*Quoted text:*
###

1. A method to store a media file, comprising:

receiving multimedia information at a first device;
converting said multimedia information to a plurality of real-time packets, with each of said packets comprising a header portion and multimedia portion;
compressing said header portion of each packet using a first compression algorithm;
sending said compressed packets to a second device;
receiving said compressed packets at said second device; and
storing said compressed packets as a media file.

2. The method of claim 1, wherein said multimedia information comprises voice information.

3. The method of claim 1, wherein said multimedia information comprises video information.

4. The method of claim 1, wherein said header comprises control information in accordance with an IP Specification, UDP Specification and RTP Specification.

5. The method of claim 1, wherein said first device is a call terminal.

6. The method of claim 1, wherein said second device is a media server.

7. The method of claim 1, further comprising:

receiving a request to play said media file from a third device;
retrieving packets from said media file;
sending said packets to said third device;
receiving said packets at said third device;
converting said packets to said multimedia information; and
playing said multimedia information.

8. The method of claim 1, further comprising:

receiving a request for said media file from a third device;
sending said media file to said third device;
retrieving said packets from said media file;
converting said packets to said multimedia information; and
playing said multimedia information.

9. The method of claim 1, wherein said real-time packets are made in accordance with an RTP Specification.

10. The method of claim 1, wherein said first compression algorithm operates in accordance with a Compressed Real-Time Transport Protocol (CRTP) Specification.

11. The method of claim 1, further comprising compressing said multimedia portion of each packet using a second compression algorithm prior to sending said compressed packets to said second device.

12. An article comprising:

a storage medium;
said storage medium including stored instructions that, when executed by a processor, result in storing a media file by receiving multimedia information at a first device, converting said multimedia information to a plurality of real-time packets, with each of said packets comprising a header portion and multimedia portion, compressing said header portion of each packet using a first compression algorithm, sending said compressed packets to a second device, receiving said compressed packets at said second device, and storing said compressed packets as a media file.

###

*Information supplied:*
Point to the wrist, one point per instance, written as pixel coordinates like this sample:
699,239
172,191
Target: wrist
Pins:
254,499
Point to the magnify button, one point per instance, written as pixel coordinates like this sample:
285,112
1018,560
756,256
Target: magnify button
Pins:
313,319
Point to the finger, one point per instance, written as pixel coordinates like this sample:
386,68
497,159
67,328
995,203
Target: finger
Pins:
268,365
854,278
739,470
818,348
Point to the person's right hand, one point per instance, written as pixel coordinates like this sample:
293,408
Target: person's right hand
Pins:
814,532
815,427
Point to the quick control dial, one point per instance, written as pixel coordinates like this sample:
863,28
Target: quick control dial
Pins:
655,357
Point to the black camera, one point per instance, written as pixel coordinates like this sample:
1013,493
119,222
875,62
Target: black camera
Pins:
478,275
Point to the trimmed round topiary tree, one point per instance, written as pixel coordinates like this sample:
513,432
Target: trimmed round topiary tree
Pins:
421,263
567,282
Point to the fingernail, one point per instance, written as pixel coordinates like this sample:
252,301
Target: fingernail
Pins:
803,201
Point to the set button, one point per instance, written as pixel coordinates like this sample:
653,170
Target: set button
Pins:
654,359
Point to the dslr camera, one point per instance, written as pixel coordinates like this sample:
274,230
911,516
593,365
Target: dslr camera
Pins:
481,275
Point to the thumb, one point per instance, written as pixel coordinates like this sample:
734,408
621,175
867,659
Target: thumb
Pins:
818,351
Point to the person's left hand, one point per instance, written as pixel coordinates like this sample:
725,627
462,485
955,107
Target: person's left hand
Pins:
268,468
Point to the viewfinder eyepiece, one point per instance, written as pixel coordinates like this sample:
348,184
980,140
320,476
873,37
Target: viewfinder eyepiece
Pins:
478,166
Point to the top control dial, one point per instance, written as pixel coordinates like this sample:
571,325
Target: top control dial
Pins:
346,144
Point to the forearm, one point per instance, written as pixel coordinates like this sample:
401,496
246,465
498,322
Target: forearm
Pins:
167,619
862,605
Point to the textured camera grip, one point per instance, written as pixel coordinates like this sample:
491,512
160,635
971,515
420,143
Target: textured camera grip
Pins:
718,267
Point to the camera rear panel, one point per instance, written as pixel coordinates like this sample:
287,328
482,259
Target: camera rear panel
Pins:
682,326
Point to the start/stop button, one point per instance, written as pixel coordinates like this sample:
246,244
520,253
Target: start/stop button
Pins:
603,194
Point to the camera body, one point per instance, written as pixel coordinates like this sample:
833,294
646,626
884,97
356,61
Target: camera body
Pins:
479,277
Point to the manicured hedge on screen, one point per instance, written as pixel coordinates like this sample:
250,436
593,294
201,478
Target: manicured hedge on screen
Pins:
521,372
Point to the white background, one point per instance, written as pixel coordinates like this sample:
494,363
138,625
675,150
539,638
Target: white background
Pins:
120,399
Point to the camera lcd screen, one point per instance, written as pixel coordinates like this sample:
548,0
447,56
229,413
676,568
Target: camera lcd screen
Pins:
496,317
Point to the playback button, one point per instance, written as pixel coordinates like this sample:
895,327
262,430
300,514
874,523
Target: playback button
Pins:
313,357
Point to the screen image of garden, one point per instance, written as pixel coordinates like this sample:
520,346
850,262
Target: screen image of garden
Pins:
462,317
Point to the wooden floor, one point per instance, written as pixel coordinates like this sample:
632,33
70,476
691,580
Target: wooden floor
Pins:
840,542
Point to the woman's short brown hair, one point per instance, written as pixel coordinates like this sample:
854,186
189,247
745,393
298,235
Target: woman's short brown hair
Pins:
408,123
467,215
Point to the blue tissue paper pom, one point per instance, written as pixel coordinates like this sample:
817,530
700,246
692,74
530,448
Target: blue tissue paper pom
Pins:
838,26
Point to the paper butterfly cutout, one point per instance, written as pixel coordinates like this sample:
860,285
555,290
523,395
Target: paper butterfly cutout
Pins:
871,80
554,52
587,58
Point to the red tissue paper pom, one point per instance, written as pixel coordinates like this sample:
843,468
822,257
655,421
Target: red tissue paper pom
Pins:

###

*Things to do:*
1 – List every specification that the patent claims name.
2 – Reproduce the passage of the patent claims starting at "12. An article" and ending at "and storing said compressed packets as a media file.".
The data shown above have no role in this work.

*Task results:*
1 –
- IP Specification
- UDP Specification
- RTP Specification
- Compressed Real-Time Transport Protocol (CRTP) Specification

2 –
12. An article comprising:

a storage medium;
said storage medium including stored instructions that, when executed by a processor, result in storing a media file by receiving multimedia information at a first device, converting said multimedia information to a plurality of real-time packets, with each of said packets comprising a header portion and multimedia portion, compressing said header portion of each packet using a first compression algorithm, sending said compressed packets to a second device, receiving said compressed packets at said second device, and storing said compressed packets as a media file.